● Short exercise A: From the face bleach text, list every effect that the writer says the product has on the skin.

● Extract:
● ● ● ● ●
Type: Gallery Image | Not Vetted



Face bleach has been on my Christmas wish list for forever and I love receiving it every year! Sometimes I am greedy and use it all too fast. When that does happen, I sneak into Lucy’s room and take some of hers because she is usually gone in other parts of London traveling and will never know. I first discovered it on an advertisement column on the newspaper that Father was reading when I was a little girl. Ever since my first Christmas morning that I have received it, it has been a staple product of my skin care and I cannot live without it. It is definitely the best one on the market and it helps me keep my natural glow of my skin without making me look like a white ghost. I love how it makes my skin look shiny and white. I bleach my face so that my skin has an even skin tone and it smooths bumpy parts of my face. Plus, all my friends do it too! God knows where my face would be if I had not discovered this product! I would look like a mess. I definitely recommend this product to everyone and anyone when I am everywhere because if you think you are already beautiful, think again after using this face bleach. Gertrude says that I look ridiculous, but I can’t help but laugh at the state that her face looks like when mine is radiating with beauty. God has blessed me with natural beauty, but that doesn’t mean I can’t take advantage of it.
● ● ● ● ●
● Short exercise B: Turn everything in the rows from the line containing "Would you kindly pick out the ceiling" down through the end of the rows into a Markdown table with the columns Row and Line, leaving out any blank lines.

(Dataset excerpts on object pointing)
● ● ● ● ●
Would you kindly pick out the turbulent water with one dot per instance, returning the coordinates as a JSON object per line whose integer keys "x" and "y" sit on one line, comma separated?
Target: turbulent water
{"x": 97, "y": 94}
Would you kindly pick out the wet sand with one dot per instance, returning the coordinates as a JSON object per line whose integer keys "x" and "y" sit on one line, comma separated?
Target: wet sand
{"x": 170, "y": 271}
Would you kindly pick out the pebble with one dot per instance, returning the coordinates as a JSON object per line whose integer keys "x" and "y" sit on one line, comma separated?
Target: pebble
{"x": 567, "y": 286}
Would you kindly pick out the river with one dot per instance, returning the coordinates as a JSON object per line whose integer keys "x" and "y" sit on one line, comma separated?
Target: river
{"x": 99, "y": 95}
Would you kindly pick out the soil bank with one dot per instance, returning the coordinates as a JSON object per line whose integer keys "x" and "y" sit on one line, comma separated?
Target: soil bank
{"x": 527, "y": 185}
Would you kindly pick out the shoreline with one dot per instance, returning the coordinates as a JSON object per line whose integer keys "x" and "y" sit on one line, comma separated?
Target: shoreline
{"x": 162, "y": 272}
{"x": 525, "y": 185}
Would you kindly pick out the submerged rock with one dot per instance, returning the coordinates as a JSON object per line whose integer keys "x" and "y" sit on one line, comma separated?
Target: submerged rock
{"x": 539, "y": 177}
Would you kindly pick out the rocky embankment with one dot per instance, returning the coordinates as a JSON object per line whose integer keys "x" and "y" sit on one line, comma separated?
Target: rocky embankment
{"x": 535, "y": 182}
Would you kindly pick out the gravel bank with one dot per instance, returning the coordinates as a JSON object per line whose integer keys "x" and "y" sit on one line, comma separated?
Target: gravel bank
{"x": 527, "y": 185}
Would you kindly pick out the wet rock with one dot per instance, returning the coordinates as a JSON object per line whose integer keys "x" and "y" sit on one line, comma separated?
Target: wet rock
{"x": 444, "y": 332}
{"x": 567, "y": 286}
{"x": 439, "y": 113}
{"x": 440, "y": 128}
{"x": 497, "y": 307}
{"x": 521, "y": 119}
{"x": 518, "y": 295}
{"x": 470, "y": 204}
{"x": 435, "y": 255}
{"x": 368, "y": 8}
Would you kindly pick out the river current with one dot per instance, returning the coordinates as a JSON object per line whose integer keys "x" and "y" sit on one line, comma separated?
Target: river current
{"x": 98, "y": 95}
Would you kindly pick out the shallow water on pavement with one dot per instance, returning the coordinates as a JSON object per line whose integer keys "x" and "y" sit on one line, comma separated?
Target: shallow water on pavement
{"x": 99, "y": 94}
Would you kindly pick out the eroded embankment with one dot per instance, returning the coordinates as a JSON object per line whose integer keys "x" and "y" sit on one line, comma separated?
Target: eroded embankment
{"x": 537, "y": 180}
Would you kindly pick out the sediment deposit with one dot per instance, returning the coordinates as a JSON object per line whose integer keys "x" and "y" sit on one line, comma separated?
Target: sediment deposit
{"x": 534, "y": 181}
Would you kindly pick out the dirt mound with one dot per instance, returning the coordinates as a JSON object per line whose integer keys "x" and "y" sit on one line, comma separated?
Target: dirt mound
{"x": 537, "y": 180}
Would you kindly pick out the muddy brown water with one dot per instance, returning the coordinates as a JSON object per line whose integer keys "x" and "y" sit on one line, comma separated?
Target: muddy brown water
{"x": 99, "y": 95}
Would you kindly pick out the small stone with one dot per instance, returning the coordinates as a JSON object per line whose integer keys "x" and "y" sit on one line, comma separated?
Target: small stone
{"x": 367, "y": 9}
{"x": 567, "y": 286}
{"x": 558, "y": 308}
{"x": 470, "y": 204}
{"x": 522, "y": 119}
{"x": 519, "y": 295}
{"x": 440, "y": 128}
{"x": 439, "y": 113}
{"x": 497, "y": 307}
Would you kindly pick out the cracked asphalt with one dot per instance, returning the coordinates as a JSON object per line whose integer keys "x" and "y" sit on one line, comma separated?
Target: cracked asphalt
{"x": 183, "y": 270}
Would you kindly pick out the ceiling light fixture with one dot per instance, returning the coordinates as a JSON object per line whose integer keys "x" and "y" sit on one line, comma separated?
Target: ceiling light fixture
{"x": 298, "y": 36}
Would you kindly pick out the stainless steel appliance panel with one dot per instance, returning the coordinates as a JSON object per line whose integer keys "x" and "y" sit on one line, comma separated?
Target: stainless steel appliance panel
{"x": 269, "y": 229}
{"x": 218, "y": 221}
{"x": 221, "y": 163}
● ● ● ● ●
● Task response A:
- It helps keep the natural glow of the skin without making the writer look like a white ghost.
- It makes the skin look shiny and white.
- It gives the skin an even skin tone.
- It smooths bumpy parts of the face.

● Task response B:
| Row | Line |
|---|---|
| 1 | Would you kindly pick out the ceiling light fixture with one dot per instance, returning the coordinates as a JSON object per line whose integer keys "x" and "y" sit on one line, comma separated? |
| 2 | Target: ceiling light fixture |
| 3 | {"x": 298, "y": 36} |
| 4 | Would you kindly pick out the stainless steel appliance panel with one dot per instance, returning the coordinates as a JSON object per line whose integer keys "x" and "y" sit on one line, comma separated? |
| 5 | Target: stainless steel appliance panel |
| 6 | {"x": 269, "y": 229} |
| 7 | {"x": 218, "y": 221} |
| 8 | {"x": 221, "y": 163} |